■ What the task requires:
Swap "Drop one dot" for "Place a single dot" in the stretch from the start of the items through the line containing "point(147, 72)", and keep everything else unchanged. Leave the pictures out of your answer.

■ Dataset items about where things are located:
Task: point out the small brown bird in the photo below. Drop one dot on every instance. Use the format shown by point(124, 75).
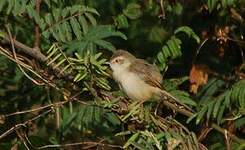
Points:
point(138, 79)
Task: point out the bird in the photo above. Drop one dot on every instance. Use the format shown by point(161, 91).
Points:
point(138, 79)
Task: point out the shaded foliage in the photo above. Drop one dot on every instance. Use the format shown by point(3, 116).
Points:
point(70, 97)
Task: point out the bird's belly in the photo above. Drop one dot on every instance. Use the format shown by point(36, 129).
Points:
point(136, 88)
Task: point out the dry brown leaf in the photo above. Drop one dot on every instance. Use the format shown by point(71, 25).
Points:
point(198, 76)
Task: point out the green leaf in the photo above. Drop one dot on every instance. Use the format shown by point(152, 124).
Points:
point(91, 19)
point(200, 114)
point(211, 4)
point(121, 21)
point(105, 44)
point(188, 31)
point(132, 11)
point(76, 28)
point(2, 3)
point(131, 139)
point(84, 24)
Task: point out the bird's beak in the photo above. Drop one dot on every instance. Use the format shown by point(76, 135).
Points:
point(108, 63)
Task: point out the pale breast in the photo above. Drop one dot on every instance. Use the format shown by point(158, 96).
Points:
point(135, 87)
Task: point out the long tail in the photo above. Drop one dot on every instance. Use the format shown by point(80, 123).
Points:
point(170, 98)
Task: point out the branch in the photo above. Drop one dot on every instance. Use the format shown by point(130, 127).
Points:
point(37, 29)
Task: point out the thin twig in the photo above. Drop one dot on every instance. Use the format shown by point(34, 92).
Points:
point(37, 29)
point(35, 109)
point(78, 143)
point(16, 58)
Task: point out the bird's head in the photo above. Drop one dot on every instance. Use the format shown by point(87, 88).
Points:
point(121, 60)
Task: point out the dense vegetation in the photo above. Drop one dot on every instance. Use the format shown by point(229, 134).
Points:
point(56, 90)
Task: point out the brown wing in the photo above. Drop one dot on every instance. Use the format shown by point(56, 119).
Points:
point(147, 72)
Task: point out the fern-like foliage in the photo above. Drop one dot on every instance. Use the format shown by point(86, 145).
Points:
point(171, 135)
point(62, 24)
point(94, 39)
point(172, 48)
point(91, 70)
point(215, 107)
point(58, 59)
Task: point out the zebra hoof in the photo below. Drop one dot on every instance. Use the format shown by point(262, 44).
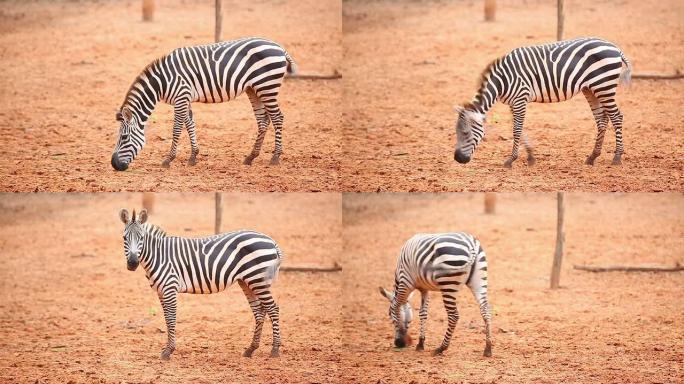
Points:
point(488, 351)
point(166, 355)
point(438, 352)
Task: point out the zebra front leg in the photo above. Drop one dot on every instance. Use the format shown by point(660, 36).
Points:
point(190, 126)
point(274, 313)
point(277, 119)
point(616, 120)
point(601, 119)
point(180, 113)
point(259, 313)
point(424, 300)
point(263, 121)
point(452, 314)
point(518, 111)
point(168, 301)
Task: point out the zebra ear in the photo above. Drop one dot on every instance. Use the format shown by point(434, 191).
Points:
point(142, 216)
point(123, 215)
point(126, 114)
point(388, 295)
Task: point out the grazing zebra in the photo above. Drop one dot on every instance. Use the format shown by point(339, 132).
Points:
point(211, 73)
point(437, 262)
point(205, 265)
point(546, 74)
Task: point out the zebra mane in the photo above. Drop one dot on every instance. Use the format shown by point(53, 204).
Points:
point(145, 70)
point(154, 230)
point(482, 84)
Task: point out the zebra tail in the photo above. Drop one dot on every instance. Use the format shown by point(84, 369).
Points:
point(626, 75)
point(291, 65)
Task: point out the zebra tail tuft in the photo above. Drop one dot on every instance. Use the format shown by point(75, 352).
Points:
point(291, 65)
point(626, 75)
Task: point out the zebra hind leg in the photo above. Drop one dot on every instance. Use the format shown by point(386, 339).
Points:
point(277, 119)
point(259, 313)
point(616, 120)
point(477, 282)
point(264, 295)
point(190, 126)
point(452, 315)
point(424, 301)
point(601, 119)
point(263, 121)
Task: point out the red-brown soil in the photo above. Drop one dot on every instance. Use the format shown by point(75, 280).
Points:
point(71, 312)
point(407, 63)
point(67, 67)
point(597, 328)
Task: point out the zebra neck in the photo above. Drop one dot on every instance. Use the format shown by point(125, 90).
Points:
point(153, 239)
point(491, 88)
point(142, 96)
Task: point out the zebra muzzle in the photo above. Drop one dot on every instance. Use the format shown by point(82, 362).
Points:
point(132, 265)
point(118, 164)
point(460, 157)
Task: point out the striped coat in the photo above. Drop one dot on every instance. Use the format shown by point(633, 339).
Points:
point(547, 73)
point(205, 265)
point(212, 73)
point(440, 262)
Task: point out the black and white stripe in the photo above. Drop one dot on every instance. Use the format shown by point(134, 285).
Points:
point(438, 262)
point(548, 73)
point(211, 73)
point(205, 265)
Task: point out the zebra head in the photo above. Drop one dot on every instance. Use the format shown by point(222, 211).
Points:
point(134, 237)
point(131, 139)
point(401, 324)
point(469, 132)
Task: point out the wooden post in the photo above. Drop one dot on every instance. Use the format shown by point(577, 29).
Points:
point(490, 10)
point(560, 239)
point(561, 20)
point(148, 10)
point(218, 212)
point(148, 201)
point(490, 203)
point(219, 20)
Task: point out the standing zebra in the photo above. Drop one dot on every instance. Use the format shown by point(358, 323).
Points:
point(546, 74)
point(438, 262)
point(205, 265)
point(211, 73)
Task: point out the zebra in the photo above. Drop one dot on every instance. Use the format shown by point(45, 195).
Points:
point(438, 262)
point(547, 73)
point(205, 265)
point(212, 73)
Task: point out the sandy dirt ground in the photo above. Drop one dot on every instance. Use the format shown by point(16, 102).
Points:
point(71, 312)
point(597, 328)
point(407, 63)
point(67, 66)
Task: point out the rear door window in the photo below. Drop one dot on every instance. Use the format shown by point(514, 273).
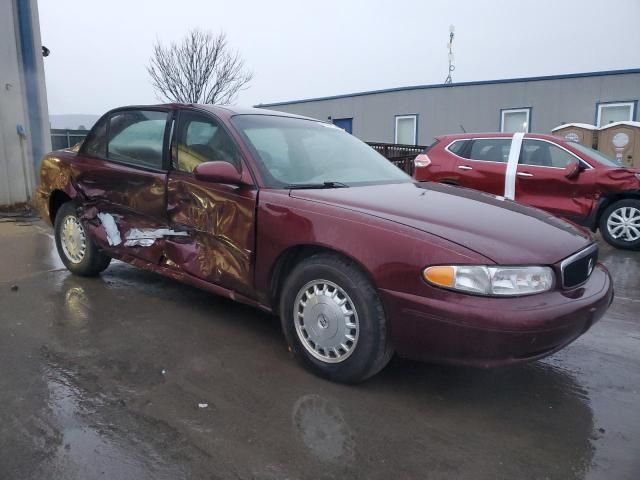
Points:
point(201, 139)
point(458, 147)
point(136, 137)
point(538, 153)
point(489, 150)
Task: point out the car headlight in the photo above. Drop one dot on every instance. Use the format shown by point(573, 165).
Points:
point(485, 280)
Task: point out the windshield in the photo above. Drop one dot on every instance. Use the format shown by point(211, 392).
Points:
point(297, 152)
point(596, 155)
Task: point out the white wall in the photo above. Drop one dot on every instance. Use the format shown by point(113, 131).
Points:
point(19, 156)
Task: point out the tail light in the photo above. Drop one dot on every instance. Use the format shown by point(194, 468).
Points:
point(422, 160)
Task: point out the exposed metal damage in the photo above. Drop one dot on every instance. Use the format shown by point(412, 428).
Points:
point(135, 237)
point(145, 237)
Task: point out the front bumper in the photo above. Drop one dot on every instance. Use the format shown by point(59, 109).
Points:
point(451, 327)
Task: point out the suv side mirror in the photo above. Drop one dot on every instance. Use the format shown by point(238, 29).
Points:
point(218, 172)
point(572, 170)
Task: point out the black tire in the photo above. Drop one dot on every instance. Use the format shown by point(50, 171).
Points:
point(372, 349)
point(93, 261)
point(620, 242)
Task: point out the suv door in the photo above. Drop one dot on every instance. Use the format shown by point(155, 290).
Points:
point(125, 159)
point(483, 164)
point(541, 180)
point(220, 217)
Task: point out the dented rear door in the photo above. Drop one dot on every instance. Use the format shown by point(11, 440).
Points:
point(122, 180)
point(220, 218)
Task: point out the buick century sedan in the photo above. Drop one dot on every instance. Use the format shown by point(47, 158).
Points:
point(301, 219)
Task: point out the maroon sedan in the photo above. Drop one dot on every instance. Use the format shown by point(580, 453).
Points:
point(301, 219)
point(565, 178)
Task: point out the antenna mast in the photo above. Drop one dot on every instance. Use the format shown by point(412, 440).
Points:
point(452, 67)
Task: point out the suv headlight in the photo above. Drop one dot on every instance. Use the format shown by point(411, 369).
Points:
point(494, 280)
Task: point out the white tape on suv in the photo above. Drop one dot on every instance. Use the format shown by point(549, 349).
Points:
point(512, 166)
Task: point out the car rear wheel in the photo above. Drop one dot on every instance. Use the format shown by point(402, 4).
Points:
point(76, 249)
point(333, 319)
point(620, 224)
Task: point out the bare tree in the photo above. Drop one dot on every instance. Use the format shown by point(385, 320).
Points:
point(200, 69)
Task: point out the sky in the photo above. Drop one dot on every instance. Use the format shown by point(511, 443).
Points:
point(303, 49)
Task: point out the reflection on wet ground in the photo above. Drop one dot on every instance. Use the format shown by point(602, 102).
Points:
point(107, 378)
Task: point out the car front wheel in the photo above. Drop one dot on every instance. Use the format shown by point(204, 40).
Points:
point(620, 224)
point(333, 319)
point(76, 249)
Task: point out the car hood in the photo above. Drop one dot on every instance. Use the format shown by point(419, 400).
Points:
point(502, 230)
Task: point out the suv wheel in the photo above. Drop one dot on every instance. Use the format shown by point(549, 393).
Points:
point(333, 319)
point(77, 251)
point(620, 224)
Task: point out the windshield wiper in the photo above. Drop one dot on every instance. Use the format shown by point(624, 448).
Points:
point(300, 186)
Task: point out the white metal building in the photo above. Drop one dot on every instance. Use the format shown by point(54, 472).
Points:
point(24, 122)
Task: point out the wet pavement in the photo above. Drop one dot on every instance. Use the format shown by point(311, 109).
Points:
point(133, 376)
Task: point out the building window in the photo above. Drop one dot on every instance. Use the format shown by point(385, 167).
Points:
point(615, 112)
point(406, 129)
point(515, 120)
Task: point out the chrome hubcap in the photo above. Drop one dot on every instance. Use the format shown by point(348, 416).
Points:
point(624, 224)
point(326, 321)
point(73, 239)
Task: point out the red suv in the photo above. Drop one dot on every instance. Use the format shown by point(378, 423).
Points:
point(565, 178)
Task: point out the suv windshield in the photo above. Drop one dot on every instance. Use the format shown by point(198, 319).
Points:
point(297, 152)
point(596, 155)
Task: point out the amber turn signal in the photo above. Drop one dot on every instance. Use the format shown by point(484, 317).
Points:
point(443, 276)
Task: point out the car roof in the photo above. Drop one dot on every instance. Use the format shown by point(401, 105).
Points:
point(465, 136)
point(231, 111)
point(219, 110)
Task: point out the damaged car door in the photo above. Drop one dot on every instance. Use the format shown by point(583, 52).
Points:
point(125, 186)
point(218, 216)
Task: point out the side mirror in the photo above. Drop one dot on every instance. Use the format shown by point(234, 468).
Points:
point(572, 170)
point(218, 172)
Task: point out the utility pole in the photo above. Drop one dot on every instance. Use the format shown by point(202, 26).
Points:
point(452, 67)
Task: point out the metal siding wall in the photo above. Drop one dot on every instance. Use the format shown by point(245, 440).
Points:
point(476, 107)
point(16, 157)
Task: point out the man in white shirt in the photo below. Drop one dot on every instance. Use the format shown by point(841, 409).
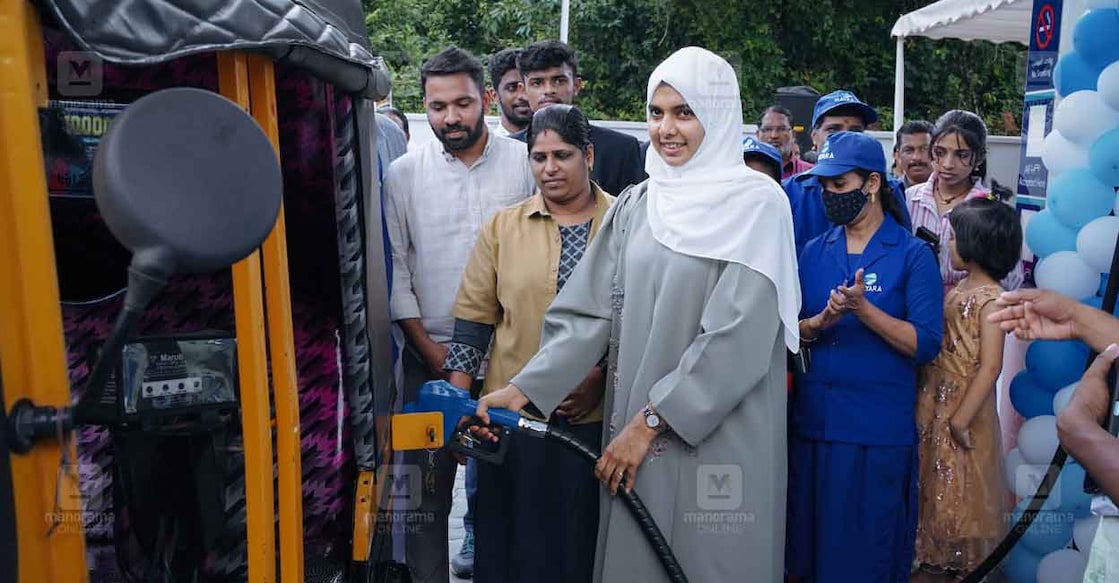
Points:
point(438, 197)
point(509, 93)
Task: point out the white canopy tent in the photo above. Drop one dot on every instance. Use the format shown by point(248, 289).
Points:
point(995, 20)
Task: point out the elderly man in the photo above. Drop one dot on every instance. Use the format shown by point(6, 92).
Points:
point(776, 129)
point(549, 71)
point(911, 152)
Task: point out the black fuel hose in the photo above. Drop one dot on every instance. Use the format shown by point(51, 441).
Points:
point(636, 506)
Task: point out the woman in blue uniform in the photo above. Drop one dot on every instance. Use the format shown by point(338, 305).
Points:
point(872, 313)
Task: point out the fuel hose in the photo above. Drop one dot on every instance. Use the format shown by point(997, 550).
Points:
point(631, 500)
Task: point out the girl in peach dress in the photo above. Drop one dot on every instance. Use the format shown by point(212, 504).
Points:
point(961, 490)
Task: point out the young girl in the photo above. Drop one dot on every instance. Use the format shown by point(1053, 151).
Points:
point(961, 488)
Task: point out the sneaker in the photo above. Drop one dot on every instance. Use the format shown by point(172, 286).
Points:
point(462, 564)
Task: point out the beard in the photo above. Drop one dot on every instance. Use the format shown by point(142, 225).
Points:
point(518, 119)
point(471, 137)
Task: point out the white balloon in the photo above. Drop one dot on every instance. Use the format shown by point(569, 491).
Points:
point(1037, 440)
point(1065, 273)
point(1027, 478)
point(1062, 398)
point(1082, 116)
point(1065, 565)
point(1060, 154)
point(1083, 532)
point(1096, 243)
point(1011, 467)
point(1108, 84)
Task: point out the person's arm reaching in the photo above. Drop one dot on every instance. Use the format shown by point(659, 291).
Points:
point(1080, 425)
point(1036, 314)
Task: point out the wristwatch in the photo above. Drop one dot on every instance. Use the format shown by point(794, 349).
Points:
point(652, 420)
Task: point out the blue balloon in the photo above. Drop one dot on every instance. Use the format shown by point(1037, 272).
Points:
point(1094, 37)
point(1077, 197)
point(1051, 529)
point(1046, 235)
point(1028, 398)
point(1055, 364)
point(1072, 496)
point(1073, 74)
point(1103, 158)
point(1021, 565)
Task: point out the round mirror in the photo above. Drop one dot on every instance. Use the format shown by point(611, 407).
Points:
point(188, 179)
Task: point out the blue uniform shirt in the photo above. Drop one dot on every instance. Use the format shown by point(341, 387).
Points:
point(807, 201)
point(859, 388)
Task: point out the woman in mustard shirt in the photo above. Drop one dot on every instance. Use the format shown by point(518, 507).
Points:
point(523, 257)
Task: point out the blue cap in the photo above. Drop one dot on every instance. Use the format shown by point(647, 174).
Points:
point(842, 99)
point(846, 151)
point(750, 146)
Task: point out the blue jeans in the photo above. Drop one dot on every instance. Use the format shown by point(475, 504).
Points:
point(468, 519)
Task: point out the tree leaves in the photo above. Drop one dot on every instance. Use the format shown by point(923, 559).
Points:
point(825, 44)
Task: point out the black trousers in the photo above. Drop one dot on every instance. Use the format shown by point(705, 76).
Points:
point(537, 514)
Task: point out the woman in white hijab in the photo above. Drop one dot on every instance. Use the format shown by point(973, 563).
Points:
point(692, 283)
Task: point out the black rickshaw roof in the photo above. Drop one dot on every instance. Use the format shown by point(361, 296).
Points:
point(326, 37)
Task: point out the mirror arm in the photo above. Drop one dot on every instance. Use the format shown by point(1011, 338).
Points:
point(28, 422)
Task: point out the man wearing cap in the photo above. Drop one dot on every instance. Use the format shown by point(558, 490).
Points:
point(835, 112)
point(872, 312)
point(762, 157)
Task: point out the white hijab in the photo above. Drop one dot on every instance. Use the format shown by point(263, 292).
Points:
point(714, 206)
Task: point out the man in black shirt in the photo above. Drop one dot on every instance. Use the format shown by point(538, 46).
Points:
point(551, 75)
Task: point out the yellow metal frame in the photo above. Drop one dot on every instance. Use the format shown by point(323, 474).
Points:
point(33, 357)
point(255, 417)
point(31, 345)
point(262, 91)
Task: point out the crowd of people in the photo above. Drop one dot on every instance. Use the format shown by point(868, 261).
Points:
point(652, 298)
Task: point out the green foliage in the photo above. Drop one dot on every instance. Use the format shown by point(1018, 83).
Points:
point(825, 44)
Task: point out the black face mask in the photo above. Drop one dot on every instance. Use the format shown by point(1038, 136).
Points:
point(843, 207)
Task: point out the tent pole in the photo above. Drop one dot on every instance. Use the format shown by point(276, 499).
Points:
point(900, 85)
point(564, 11)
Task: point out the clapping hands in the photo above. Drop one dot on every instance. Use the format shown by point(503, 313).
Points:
point(844, 299)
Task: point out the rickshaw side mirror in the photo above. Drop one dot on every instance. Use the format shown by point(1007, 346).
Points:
point(187, 180)
point(189, 184)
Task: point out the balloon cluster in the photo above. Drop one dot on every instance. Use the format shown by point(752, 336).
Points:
point(1074, 240)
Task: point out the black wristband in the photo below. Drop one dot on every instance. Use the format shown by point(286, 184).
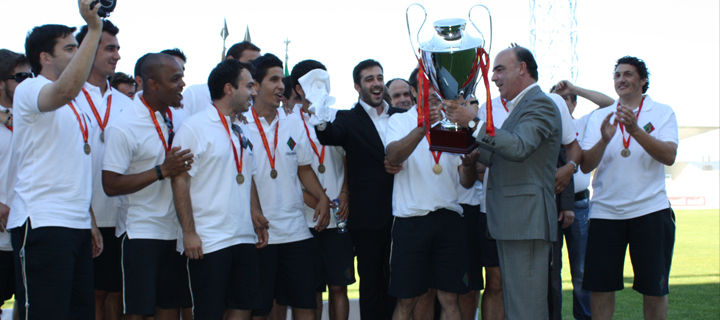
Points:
point(159, 173)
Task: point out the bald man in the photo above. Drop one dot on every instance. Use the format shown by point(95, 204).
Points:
point(138, 159)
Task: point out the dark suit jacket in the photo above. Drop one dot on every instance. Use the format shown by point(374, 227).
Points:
point(369, 184)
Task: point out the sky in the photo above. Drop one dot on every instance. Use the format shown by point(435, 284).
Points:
point(679, 41)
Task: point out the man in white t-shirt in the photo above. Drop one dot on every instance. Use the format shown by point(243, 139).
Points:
point(54, 177)
point(138, 158)
point(197, 97)
point(283, 156)
point(629, 204)
point(103, 104)
point(218, 235)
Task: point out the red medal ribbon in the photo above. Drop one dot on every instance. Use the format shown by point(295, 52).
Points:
point(238, 164)
point(84, 129)
point(321, 155)
point(157, 125)
point(626, 143)
point(101, 123)
point(262, 135)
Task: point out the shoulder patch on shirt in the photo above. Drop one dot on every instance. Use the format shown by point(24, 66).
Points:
point(649, 127)
point(291, 143)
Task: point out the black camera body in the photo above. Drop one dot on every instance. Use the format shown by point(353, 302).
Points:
point(106, 7)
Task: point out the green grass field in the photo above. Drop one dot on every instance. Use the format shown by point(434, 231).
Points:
point(694, 278)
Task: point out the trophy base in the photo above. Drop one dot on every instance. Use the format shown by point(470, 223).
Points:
point(459, 141)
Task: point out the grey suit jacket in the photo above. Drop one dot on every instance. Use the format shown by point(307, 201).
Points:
point(522, 157)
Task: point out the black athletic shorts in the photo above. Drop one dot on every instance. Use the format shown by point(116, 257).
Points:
point(488, 247)
point(471, 217)
point(334, 263)
point(433, 246)
point(107, 267)
point(154, 275)
point(651, 239)
point(227, 278)
point(289, 269)
point(53, 267)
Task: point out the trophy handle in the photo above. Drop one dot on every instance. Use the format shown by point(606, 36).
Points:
point(476, 28)
point(407, 20)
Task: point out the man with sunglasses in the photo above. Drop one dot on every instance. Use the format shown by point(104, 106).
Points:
point(138, 159)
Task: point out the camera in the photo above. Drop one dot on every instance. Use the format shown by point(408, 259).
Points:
point(106, 7)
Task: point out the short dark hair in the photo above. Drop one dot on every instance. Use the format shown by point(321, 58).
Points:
point(108, 27)
point(302, 68)
point(120, 78)
point(573, 97)
point(175, 52)
point(524, 55)
point(413, 81)
point(237, 49)
point(10, 60)
point(43, 39)
point(640, 66)
point(138, 64)
point(365, 64)
point(227, 71)
point(262, 64)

■ Reply to the task:
Task: point out the small brown bird in the photo below. Place a single dot on every instance. Use the format shown by point(124, 75).
Points:
point(138, 79)
Task: point out the bird in the photo above. Place a single dot on every instance. Use the format shown by point(161, 91).
Points:
point(138, 79)
Task: point out the shaded foliage in the photo above. Place a single dot on every instance. Use the format shown by point(3, 116).
Points:
point(70, 97)
Task: point out the bird's belly in the photo above. Place a single dot on every instance. Use the format shown by point(36, 129).
Points:
point(136, 88)
Task: point out the dry brown leaf in the photo above. Place a single dot on every instance. Use the format shown by point(71, 25).
Points:
point(198, 76)
Task: point out the green leaf in the photo above. Place a single dot on every instance. Use the format shown by point(152, 124).
Points:
point(91, 19)
point(200, 114)
point(211, 4)
point(121, 21)
point(105, 44)
point(188, 31)
point(132, 11)
point(76, 28)
point(2, 3)
point(131, 139)
point(84, 24)
Task: point out the bird's beak in the photo above. Place a single dot on every instance. Use the format shown by point(76, 135).
Points:
point(108, 63)
Task: point out the pale breast in the photo above. Place a single dot on every instance. Use the format shown by point(158, 96).
Points:
point(135, 87)
Task: point out the long tail in the photo above. Place a single dot on every instance. Use the format shown by point(80, 123).
Points:
point(170, 98)
Task: point out the branch in the photo above. Place a single dot on every instance. Use the format shown by point(130, 127).
Points:
point(37, 29)
Task: point out the thin twig in the photo above. Place a single dot on every instance. Use the format shown by point(34, 92).
Points:
point(37, 29)
point(35, 109)
point(78, 143)
point(16, 58)
Task: point out the bird's head in the photo above. Place a single dot on every instance. Use the format shown by point(87, 88).
Points:
point(121, 60)
Task: point out the dense vegetation in the photo above. Place a single dot on every instance. Use the format shown by point(229, 134).
Points:
point(56, 90)
Task: point out the brown wing in the photo above. Place a single dot on every instance. Use the format shown by point(56, 119).
Points:
point(147, 72)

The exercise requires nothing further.